_SET PROBLEM:_
Write out every entry exactly as it appears.

_ _ _ _

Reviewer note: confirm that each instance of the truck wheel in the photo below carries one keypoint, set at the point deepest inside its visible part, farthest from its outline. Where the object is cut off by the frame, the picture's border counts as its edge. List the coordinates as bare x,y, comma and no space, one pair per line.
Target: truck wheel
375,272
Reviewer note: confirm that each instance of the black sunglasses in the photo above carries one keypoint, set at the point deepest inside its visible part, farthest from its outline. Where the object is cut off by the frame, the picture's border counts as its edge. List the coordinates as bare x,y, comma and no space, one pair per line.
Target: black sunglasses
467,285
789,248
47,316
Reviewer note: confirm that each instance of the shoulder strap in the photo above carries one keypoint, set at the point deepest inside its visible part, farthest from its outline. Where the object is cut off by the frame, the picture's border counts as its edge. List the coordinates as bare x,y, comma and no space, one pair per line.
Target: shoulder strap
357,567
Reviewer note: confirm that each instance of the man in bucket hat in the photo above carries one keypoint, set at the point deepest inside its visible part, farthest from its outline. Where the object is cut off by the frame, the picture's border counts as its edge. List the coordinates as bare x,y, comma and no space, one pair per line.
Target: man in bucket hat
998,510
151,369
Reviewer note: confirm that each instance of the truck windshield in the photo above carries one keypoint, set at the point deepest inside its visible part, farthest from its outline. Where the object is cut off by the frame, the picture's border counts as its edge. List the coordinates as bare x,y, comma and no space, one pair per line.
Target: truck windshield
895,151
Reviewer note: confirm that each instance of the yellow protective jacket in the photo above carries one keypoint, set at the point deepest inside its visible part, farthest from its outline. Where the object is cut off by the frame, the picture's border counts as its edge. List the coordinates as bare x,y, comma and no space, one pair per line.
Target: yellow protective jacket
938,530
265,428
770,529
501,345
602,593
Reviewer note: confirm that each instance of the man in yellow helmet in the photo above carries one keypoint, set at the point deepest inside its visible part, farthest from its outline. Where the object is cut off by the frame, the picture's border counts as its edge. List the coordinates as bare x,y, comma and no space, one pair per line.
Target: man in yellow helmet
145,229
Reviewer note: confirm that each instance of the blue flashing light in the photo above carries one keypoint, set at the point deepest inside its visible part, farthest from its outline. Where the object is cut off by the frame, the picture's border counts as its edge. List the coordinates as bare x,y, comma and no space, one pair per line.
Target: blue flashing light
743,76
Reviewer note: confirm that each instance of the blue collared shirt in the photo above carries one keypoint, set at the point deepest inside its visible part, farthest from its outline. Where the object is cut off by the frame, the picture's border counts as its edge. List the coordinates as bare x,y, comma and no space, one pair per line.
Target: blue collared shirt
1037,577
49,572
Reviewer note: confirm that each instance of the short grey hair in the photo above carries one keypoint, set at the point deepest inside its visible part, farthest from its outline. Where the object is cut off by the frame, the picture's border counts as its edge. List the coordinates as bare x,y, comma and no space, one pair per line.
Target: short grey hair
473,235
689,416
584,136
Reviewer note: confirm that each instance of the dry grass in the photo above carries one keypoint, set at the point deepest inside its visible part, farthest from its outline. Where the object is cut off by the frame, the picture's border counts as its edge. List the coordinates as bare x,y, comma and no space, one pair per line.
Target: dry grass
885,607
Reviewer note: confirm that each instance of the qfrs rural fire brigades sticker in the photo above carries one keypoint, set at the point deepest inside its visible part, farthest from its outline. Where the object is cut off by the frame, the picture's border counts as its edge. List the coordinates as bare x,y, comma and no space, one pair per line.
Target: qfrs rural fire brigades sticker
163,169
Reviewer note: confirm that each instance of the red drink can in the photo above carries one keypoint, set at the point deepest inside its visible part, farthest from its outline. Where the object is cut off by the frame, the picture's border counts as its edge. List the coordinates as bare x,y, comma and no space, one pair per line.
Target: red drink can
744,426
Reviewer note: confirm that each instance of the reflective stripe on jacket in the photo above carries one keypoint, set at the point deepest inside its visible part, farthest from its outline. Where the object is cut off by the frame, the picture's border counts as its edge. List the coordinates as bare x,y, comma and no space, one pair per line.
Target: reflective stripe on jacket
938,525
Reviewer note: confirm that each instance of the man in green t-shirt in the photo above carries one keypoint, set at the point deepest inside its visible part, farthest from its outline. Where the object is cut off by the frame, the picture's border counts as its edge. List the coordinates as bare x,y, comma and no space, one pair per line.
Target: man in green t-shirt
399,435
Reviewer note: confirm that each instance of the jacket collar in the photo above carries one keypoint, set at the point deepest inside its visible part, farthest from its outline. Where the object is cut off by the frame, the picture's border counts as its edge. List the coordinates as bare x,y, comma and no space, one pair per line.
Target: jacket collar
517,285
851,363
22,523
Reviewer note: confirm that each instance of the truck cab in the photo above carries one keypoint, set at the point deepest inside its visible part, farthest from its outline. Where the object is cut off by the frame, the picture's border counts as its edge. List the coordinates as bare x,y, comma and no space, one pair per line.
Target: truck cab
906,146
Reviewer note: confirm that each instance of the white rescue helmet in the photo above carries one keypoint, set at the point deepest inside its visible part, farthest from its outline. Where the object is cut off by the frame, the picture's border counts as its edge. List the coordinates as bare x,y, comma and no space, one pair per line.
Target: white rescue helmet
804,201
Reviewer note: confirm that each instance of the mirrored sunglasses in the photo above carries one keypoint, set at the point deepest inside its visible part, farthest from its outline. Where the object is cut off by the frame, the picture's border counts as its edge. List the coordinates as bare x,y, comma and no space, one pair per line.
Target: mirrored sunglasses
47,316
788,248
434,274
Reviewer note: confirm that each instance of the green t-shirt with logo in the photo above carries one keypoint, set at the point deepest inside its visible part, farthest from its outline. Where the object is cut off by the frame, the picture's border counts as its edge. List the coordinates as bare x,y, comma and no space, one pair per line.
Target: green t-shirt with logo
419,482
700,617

_ _ _ _

_WRITTEN RESPONSE:_
Reviewer note: confirm that each instance of the truck wheel in the photo below carries one keypoint, set at the point deepest inside its visible part, farthest from its outline. Where the object is cut off by the frame, the picture's border counts as its edge. List the coordinates as bare x,y, comma and no space, one pair per line.
Target: truck wheel
375,272
Reviewer note: confirm that each instance of the black sunglasses in the photo above carries one keypoint, set at the point deepest inside its visible part, farthest from its outline. Where the object is cut off by the frame, the picture's border counts as its edge. List the coordinates as bare x,y, comma and no space, one pair per line.
Target: black sunglasses
467,285
789,248
47,316
Reviewer note: confirm that each instance of the shoulder strap in the photo above carries one keypoint, set at the point deepest inside its visible part, farthest from its outline. Where the object is cut off by the frame, the picture's border counts as its edge. List the coordinates as bare x,y, comma and no space, one pair per line.
Target: shoulder strap
357,567
Reviewer note: confirm that each instance of the man in bucket hat in the photo above carries one keypoint, set at the point deepest inside its visible part, farthest from its outline. Where the object is cut off by the frame, the picture's border counts as its edge. List the coordinates as bare x,y, comma and no space, one pair per line.
Target: man in bucket hat
998,510
151,369
Reviewer note: confirm that each instance of the truck windshield in the photo above carries one keypoint, set at the point deepest inside its visible part, farthest from its outline. Where the object is cut off by the frame, the picture's border counts as its edge. List the coordinates as bare x,y, comma and no space, one pair per line.
Target: truck windshield
895,151
Reviewer note: confirm that each instance of the yellow protective jacket in the photo above carries one keypoint, set at the point deepest inside its visible part, farthest from its outline. Where the object is cut off by the frame, the picture's border counts as its edge. List the coordinates as bare x,y, comma and no space, one pair per line.
Target: yellow protective jacket
938,530
265,428
770,529
501,345
602,593
Reviewer note: confirm that each instance of the man in yellow helmet in the photo above carries one keypoint, set at the point deepest inside its visible part, farthest from its outline. Where the object is cut off by the frame, the picture's border counts as its edge. List the coordinates as bare x,y, comma and no space, one pair per line.
Target: man in yellow helmet
145,229
Reviewer note: confirm that each instance of the blue flashing light in the photo above carries one keypoint, set at the point deepest inside its visible part, farthest from its outline. Where the object is cut off by the frame, the picture's border counts as its edge. List the coordinates as bare x,y, comma and no space, one pair per line.
Target: blue flashing light
743,76
Reviewer note: confirm that each instance of the blue collared shirt in the photo above carries one keypoint, set at the point deepest inside its visible part, farthest from its outline. Where the object is cut off by the frame, the picture's border counts as its edge. List the coordinates as bare x,y, comma and no space, one pair per line.
Target: blue collared shirt
1037,577
49,572
Reviewer note: confirm that each instance of the short grey hair in the photo above carries one keypoint, set at the point deepest inside its visible part, farthest from its outline. Where the object is cut off by the frame, the picture's border counts as its edge. List the coordinates as bare x,y, comma and no space, one pair per line.
Target: short grey hair
473,235
689,416
584,136
Reviewer note: confirm that each instance of the dry grass in the photo above carries one keypoint, set at the point deepest inside its visible part, farthest from its outline. Where the object is cut off by the frame, the picture's border counts as its edge. List the coordinates as bare x,y, comma and no space, one pair per line.
Target: dry grass
885,607
Reviewer note: confirm that each instance of the qfrs rural fire brigades sticker in the photo above carries one keypoint, set at the point deepest inside its visible part, farthest from its outline. Where the object is cut off by the frame, the picture's border counts as its edge. List the coordinates as bare x,y, comma and no space, one pair per line.
Target: qfrs rural fire brigades sticker
163,169
Reviewer note: confirm that each instance of the red drink can in the photo above carries one keypoint, set at the point deepest inside its visible part, farthest from its outline. Where the object is cut off by the frame, the picture's border counts as its edge. List the coordinates as bare x,y, comma and no space, one pair per line.
Target: red drink can
744,426
Reviewer note: confirm that each instance of the reflective stripe on jacket in the photo above carries one keypoint, set at the point deepest inside its visible part, farthest from its outline. Where the object is cut off by the frame, the picture's border counts as its edge. List the coordinates as bare x,y, comma and no space, one pair per line.
Target: reflective stripe on jacket
938,525
Reviewer note: confirm that each instance of the man in green t-shirt in the photo above carries one keypoint, set at the point deepest inside its visible part, farthest from its outline. Where the object is cut off by the frame, the picture's border counts as its edge. List the coordinates as bare x,y, comma and no space, one pair per line.
Target: man in green t-shirt
399,435
Reviewer note: confirm that each instance of the jacket collar in the photo above carries one keypoint, set at the point deepest inside its visible part, farthest from its outline. Where the object is cut off by the frame, the picture's border counts as its edge. List the coordinates as bare x,y, comma and no space, one pair per line.
Target: jacket collar
517,285
851,363
22,523
Reviewer note: confirm that each instance of the truck cab in the photo above carries one keypoint, set at the point deepest inside its visible part, farthest from its outline. Where the object is cut off by the frame, the picture's border counts as its edge. List the coordinates as bare x,y, comma and no space, one pair per line.
Target: truck cab
906,146
Reviewer note: confirm that each instance of the white rescue helmet in the photo above carries one keypoint, set at the point deepest inside its visible part, farthest from its outline. Where the object is cut off by the frame, the picture's border counts as its edge. List the coordinates as bare x,y, comma and no space, one pair per line.
Target: white rescue helmet
804,201
Reviewer note: confirm that each instance of the mirrored sunglasses in the photo above carries one keypoint, set at the point deepest inside its visible part, farthest from its outline. Where the object is cut off by the frame, the picture's border counts as its edge. List the coordinates as bare x,y, comma and no space, one pair per line.
Target: mirrored sunglasses
47,316
788,248
434,274
Reviewer note: confirm that each instance of the green t-shirt with logo in the photo above carries one keypoint, set at the point deepest inside its visible part, farthest from its outline. Where the object is cut off by the frame, the picture's border counts as its edge. List the coordinates as bare x,y, comma and no space, one pair per line.
Target: green t-shirt with logo
419,482
700,617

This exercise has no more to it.